§ **Work to complete**
Present each line of the entries below that holds the word "sweatshirt".
^^^^^^^^^^^^^^^^
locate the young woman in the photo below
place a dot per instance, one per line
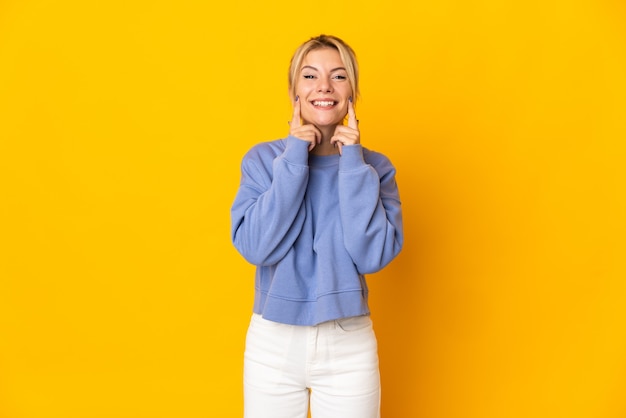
(315, 212)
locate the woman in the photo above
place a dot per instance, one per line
(315, 212)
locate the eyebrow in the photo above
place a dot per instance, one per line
(313, 68)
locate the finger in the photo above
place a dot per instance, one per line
(296, 122)
(352, 121)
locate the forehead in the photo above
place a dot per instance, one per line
(323, 58)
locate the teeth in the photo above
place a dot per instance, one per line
(323, 103)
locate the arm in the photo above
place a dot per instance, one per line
(268, 212)
(370, 209)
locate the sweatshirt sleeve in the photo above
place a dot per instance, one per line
(370, 209)
(268, 212)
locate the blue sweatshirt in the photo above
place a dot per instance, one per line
(314, 226)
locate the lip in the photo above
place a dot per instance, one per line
(324, 99)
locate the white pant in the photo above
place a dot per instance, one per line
(335, 362)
^^^^^^^^^^^^^^^^
§ **Task solution**
locate the sweatshirt sleeve in the photo above
locate the blue sweatshirt in the photo above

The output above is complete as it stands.